■ **PAGE TEXT**
┏━━

# First Impressions of Harvey Alpha HW110S-52P



## fivecodys (Dec 2, 2013)

Nice looking rig. Looking forward to your future comments.


----------



## waho6o9 (May 6, 2011)

Sure is a beautiful saw, congratulations.


----------



## Mike_in_STL (Dec 8, 2016)

You're gonna LOVE it. It's fundamentally the same saw as my Laguna Platinum Dovetail saw. Harvey built the Laguna. I've had mine since June of '19. If you have questions, let me know.


----------



## LowShoe (Jan 8, 2021)

You're gonna LOVE it. It's fundamentally the same saw as my Laguna Platinum Dovetail saw. Harvey built the Laguna. I've had mine since June of '19. If you have questions, let me know.

-Sawdust makes me whole-Mike in STL

Thanks MikeinSTL I will keep that in mind. Did you get the outfeed table with yours? If you did can you send some pics.

This is my first (and hopefully last) brand new table saw that I have purchased so this is a big investment. I have only made some test cuts. Hopefully this weekend I will get to really try it out. I have about 800 ft of material to rip. I'm installing some tile floors and I'm replacing all the crappy builder's trim with a three part craftsman style which is all custom cut. Now that the saw is set up I also have three other projects right behind the flooring project. Those projects will be more of why I bought the saw in the first place. Two night stands and two different tables ( I count the night stands as one project).


----------



## Mike_in_STL (Dec 8, 2016)

@Mark
I did not get the outfeed table. I have an old kitchen table that I converted to an assembly, outfeed table long ago and the Laguna saw on the Bora mobile base sits just a touch higher than it.

This picture is right after I setup the Laguna and before I got the mobile base. You can see the converted table on the left. The picture has a lot over exposure.


----------



## bobfromsanluis (Jul 23, 2016)

I'm curious about the overhead dust collection set up, it looks like it is all rigid piping- I didn't notice any flex hose, will that be a problem if cutting something fairly thick?


----------



## LowShoe (Jan 8, 2021)

I'm curious about the overhead dust collection set up, it looks like it is all rigid piping- I didn't notice any flex hose, will that be a problem if cutting something fairly thick?

bobfromsanluis

The overhead dust collector has a solid "U" shaped pipe. It has two hoses - one on top and one on the bottom. The top one is connected to the blade guard and the bottom one is connected to a t connection on the bottom of the cabinet. The blade guard has a built in riving knife. When you have to get in tighter the blade guard comes off and they have a separate riving knife. The smallest rip cut with the blade guard is about 1-1/2". I ripped about 30 boards this weekend for some custom craftsman baseboard. The saw worked well. The overhead dust collection seems to have a lot of blow by on the dust collector. The cabinet dust collection appears to be fairly good.


----------



## JPin (Feb 5, 2021)

Great review! I am looking at the ALPHA HW110LC-36P. My shop isn't big enough for the one you have. Lol!


----------



## geggry (Jul 24, 2020)

┗━━

■ **MATERIAL SUPPLIED**
┏━━

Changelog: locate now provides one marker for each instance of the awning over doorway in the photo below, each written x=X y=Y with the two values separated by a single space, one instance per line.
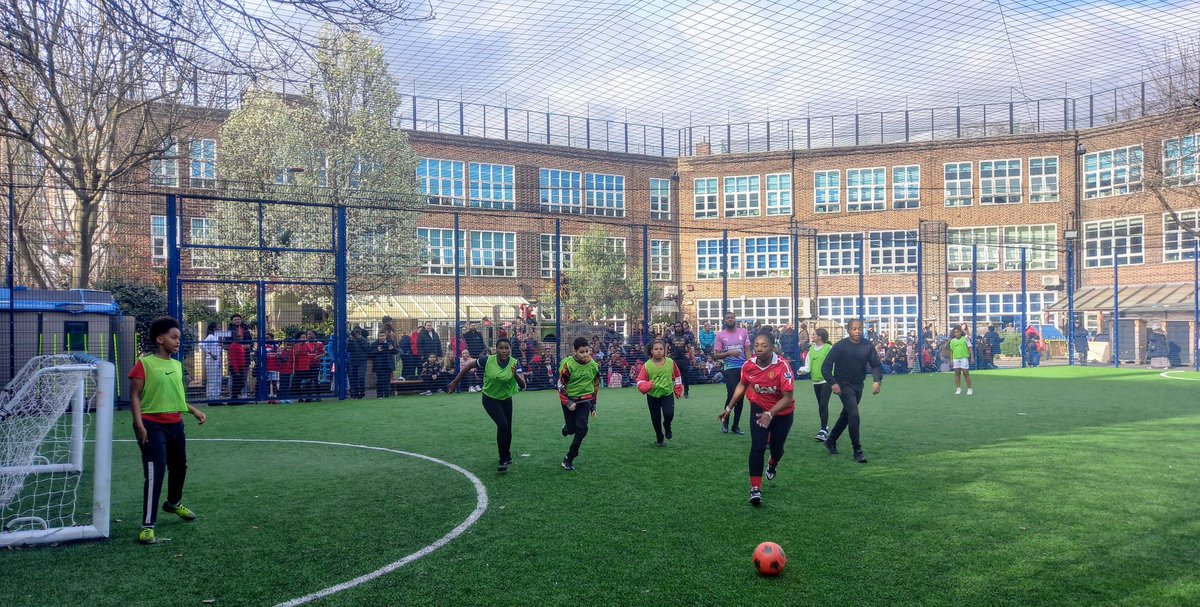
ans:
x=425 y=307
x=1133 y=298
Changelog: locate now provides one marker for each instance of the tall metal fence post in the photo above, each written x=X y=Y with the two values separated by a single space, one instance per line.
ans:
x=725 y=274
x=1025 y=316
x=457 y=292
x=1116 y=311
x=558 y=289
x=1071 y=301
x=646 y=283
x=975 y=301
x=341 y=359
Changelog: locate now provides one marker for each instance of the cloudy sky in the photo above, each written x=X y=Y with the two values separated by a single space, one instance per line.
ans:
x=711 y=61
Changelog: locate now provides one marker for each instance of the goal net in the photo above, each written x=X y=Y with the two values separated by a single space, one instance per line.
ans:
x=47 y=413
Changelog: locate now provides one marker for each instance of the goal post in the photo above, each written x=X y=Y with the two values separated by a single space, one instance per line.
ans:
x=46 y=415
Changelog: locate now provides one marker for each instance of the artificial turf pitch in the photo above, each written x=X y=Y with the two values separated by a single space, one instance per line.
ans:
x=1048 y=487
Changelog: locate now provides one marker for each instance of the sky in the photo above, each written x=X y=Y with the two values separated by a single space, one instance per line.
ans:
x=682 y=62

┗━━
┏━━

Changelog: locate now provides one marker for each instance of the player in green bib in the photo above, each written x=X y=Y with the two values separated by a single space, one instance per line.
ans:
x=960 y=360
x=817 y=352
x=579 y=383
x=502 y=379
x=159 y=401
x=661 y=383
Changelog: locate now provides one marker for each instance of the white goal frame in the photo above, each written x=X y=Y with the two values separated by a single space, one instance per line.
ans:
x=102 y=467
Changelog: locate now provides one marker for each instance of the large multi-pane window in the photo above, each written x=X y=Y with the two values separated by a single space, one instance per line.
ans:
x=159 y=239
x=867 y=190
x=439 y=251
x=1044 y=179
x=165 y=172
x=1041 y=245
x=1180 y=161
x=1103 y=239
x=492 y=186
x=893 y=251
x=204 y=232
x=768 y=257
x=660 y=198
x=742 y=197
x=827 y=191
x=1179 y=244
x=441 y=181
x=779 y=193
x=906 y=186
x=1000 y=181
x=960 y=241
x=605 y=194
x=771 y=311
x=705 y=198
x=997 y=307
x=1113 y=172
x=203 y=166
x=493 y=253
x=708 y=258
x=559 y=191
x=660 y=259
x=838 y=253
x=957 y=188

┗━━

■ **REQUIREMENT**
Rewrite the part of the forum thread that begins at the words "-Sawdust makes me" and stops after "as one project).", putting "hardwood floors" in place of "tile floors". The material above stands apart from the forum thread.

■ **THE ANSWER**
-Sawdust makes me whole-Mike in STL

Thanks MikeinSTL I will keep that in mind. Did you get the outfeed table with yours? If you did can you send some pics.

This is my first (and hopefully last) brand new table saw that I have purchased so this is a big investment. I have only made some test cuts. Hopefully this weekend I will get to really try it out. I have about 800 ft of material to rip. I'm installing some hardwood floors and I'm replacing all the crappy builder's trim with a three part craftsman style which is all custom cut. Now that the saw is set up I also have three other projects right behind the flooring project. Those projects will be more of why I bought the saw in the first place. Two night stands and two different tables ( I count the night stands as one project).